▸ Document segment
○ ○ ○ ○
Lawful Consideration
Legally binding contracts must have consideration, which entail what the promisee and promisor exchange between them.
Lawful Object
The objective of creating a contract must be legal, implying that the contract’s design or intention has to be lawful. Unlawful objectives include those forbidden by the law, fraudulent and injurious to a party or their property. It also consists of objects that are against public policy or regarded as immoral by courts.
Formalities of the Law
A legally binding contract can be formed orally, except in circumstances where an agreement is required to be in writing or registered by the law.
Analysis of the Cases
Goldman Sachs Case
Contractual Elements
Analysis of the Goldman Sach case indicates that essential contractual elements were involved in the process of creating the contract. Parties with legal capacity to contract made an agreement, whereby Goldman Sach made an offer, and it was acceptance by their clients. Parties had intended to form a legal relationship, and each party gave up something of value (consideration) when making the agreement. The legal formalities were included in the contract that involved having a written agreement between the parties. The missing element in this contract was the lack of genuine accent and a legitimate objective. Goldman omitted some relevant facts and made materially misleading statements to their client when negotiating the contract. Therefore, Goldman Sach firm and its employee deceived the client through fraud and nondisclosure leading to the lack of genuine assent from one party and hindered the existence of lawful objective in the contract.
Product and the Laws Governing It
The product under the Goldman Sach case was an SCDO. In this contract, it was being referred to as Abacus 2007-ACI (Abacus) security. Securities Act of 1933 in the U.S. governs the SCDOs.
Logic Behind the Contracts
Investing the SCDOs required parties that would take both long and short positions. There must have been a party on both sides of the SCDOs. It was inevitable that some of the parties involved would gain while the other party lost and all those involved must have been aware of this fact. The parties to the contract were considered as highly sophisticated institutions that were capable of using their resources and expertise in performing due diligence and analyzing the portfolio.
Discussion of the Issues in the Case
The issue that transpired in the case was that a junior trader from Goldman Sach violated the securities law by failing to reveal the other party that was part of the transaction to the client. Fabrice Tourre, the bank’s junior trader, withheld material information to its clients that a hedge fund, Paulson & Company, had a role in the selection of underlying securities. He also misled the investors by making them believe that the hedge fund was investing in the Abacus security. However, it was a secret plot with the bank as it was making an opposite investment wager. An agency relationship can be identified in the contract, with the principle being the bank, its employee acting as an agent and the client was the third party. Based on the relationship, the employee acted on behalf of the bank, making it liable to the third party for the actions of its agent. It explains why fraud and misconduct charges were brought against Goldman Sach bank and its employee.
○ ○ ○ ○
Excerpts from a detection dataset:
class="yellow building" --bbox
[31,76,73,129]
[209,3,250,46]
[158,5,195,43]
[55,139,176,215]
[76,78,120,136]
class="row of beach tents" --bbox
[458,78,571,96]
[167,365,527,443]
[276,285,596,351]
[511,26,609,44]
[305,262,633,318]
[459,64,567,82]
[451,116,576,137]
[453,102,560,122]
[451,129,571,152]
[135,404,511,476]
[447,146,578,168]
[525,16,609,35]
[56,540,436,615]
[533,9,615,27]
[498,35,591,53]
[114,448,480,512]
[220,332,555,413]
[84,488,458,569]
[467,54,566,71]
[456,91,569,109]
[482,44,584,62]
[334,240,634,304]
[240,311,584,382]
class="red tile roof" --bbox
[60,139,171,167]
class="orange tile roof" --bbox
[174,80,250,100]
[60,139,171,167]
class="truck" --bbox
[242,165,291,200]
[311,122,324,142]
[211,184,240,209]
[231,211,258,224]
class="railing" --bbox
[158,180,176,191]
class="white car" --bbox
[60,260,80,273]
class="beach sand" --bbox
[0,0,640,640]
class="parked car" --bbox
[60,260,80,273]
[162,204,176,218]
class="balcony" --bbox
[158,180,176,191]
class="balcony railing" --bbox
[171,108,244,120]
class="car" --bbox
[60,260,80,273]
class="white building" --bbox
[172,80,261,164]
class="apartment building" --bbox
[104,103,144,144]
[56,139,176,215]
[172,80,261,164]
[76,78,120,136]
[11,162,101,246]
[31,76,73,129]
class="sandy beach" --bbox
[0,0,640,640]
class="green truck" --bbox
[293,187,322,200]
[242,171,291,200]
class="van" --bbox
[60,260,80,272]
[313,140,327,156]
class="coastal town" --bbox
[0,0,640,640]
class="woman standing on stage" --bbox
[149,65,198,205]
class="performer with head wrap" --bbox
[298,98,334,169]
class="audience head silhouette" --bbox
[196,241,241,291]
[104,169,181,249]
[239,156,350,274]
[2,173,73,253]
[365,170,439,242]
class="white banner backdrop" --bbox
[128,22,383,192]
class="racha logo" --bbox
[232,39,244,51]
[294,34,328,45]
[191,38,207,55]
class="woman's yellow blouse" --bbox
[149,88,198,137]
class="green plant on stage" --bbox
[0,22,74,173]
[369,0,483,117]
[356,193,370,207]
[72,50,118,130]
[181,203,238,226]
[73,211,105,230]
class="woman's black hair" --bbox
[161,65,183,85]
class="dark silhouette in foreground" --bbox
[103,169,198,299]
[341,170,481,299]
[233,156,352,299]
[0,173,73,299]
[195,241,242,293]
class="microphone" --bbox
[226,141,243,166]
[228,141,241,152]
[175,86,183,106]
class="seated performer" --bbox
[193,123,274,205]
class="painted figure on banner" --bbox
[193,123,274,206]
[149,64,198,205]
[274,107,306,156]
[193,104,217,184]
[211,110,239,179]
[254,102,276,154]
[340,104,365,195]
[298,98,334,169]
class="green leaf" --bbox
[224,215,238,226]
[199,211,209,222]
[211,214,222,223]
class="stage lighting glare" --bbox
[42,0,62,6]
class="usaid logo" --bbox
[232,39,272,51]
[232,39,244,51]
○ ○ ○ ○
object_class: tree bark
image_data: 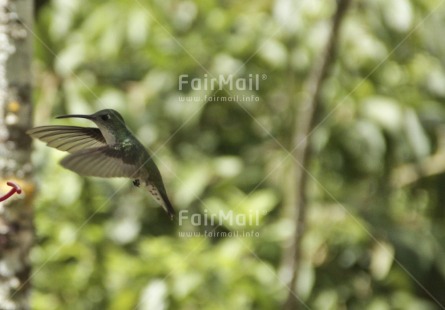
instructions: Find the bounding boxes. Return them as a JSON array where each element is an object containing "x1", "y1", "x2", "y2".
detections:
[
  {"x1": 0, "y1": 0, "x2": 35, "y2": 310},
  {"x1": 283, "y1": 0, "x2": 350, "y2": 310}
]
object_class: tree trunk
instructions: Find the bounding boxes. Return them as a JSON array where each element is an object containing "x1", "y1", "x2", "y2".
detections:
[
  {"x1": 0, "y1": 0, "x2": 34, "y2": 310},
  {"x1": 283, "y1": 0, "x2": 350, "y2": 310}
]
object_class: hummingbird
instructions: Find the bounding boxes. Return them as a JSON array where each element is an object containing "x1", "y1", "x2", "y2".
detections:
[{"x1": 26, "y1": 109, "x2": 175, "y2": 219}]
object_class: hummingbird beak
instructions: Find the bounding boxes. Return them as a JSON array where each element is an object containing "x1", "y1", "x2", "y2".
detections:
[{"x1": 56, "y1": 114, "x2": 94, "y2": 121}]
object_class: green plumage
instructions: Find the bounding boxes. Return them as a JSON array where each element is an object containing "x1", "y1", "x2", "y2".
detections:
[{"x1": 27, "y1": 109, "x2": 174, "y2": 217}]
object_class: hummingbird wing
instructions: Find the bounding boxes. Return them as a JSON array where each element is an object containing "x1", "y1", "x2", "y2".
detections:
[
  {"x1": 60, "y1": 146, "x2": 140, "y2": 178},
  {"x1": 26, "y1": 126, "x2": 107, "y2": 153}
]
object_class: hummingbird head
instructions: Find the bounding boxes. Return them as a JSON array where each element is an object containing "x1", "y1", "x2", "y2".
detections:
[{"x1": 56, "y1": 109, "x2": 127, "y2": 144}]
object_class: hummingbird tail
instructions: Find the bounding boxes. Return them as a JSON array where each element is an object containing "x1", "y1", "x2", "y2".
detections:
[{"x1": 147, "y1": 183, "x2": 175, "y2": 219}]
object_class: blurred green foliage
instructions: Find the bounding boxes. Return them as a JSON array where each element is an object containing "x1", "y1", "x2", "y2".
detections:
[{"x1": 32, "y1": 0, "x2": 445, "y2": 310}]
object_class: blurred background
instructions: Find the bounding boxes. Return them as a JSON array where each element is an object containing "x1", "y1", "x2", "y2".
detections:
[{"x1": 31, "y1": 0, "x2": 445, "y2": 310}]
○ ○ ○ ○
▸ Work instructions
a) Repeat the part of the contract law text from "Product and the" up to and including "analyzing the portfolio.".
b) Pick up the contract law text where it stops and continue it.

▸ Exercise answers
a)
Product and the Laws Governing It
The product under the Goldman Sach case was an SCDO. In this contract, it was being referred to as Abacus 2007-ACI (Abacus) security. Securities Act of 1933 in the U.S. governs the SCDOs.
Logic Behind the Contracts
Investing the SCDOs required parties that would take both long and short positions. There must have been a party on both sides of the SCDOs. It was inevitable that some of the parties involved would gain while the other party lost and all those involved must have been aware of this fact. The parties to the contract were considered as highly sophisticated institutions that were capable of using their resources and expertise in performing due diligence and analyzing the portfolio.

b)
Facts That Helps in the Development of the Issue to Be Taken to the Court
The investors in the Goldman Sach case incurred financial losses. They attributed the losses to the misstatements and omissions that were made by the bank and its employee during the structuring and marketing of the SCDOs. The bank had an obligation to prioritize needs of its clients when entering into any transaction. However, it assumed that clients had enough knowledge to evaluate the transactions and make the right investment decisions. Therefore, the occurrence of this issue resulted in the violation of securities law, creating enough grounds for charging the responsible parties in court (O’Brien 4).
Weaknesses in the Contractual Clauses
The contractual clause in the case of Goldman Sach was the assumption that if the client entering into an agreement with the bank had the resources and expertise to review the agreement, the bank could not be held liable for any damage suffered. However, it failed to offer guidance when fraudulent and deceitful conducts were involved in the agreement.
Wingecarribee v Lehman Brothers Australia
Contractual Elements
In this case, the Lehman Brothers branch in Australia that acquired Grange Securities made a contractual arrangement with local councils in Australia. Some key contractual elements were met in this agreement. The Lehman Brothers made an offer that was accepted by the councils. All parties had the capacity to enter into a contract, and adhered to the formalities of the law in the agreement. Participating parties also had the intention to enter into a legal relationship through their commercial agreement. However, genuine assent was lacking in the agreement due to the misrepresentation and deceptive conduct presented by Lehman Brothers towards the councils. Legal objective was also absent because Lehman Brothers engaged in fraudulent activities in the agreement that were injurious to the councils’ financial goals.
Products in the Case and Laws Governing It
The products involved in this case were SDCOs. In order to determine credit risk involved in these securities, it was necessary to identify the reference or underlying assets that had been named in a swap. In Australia, the product is classified as a derivative and governed by the Corporations Act 2001.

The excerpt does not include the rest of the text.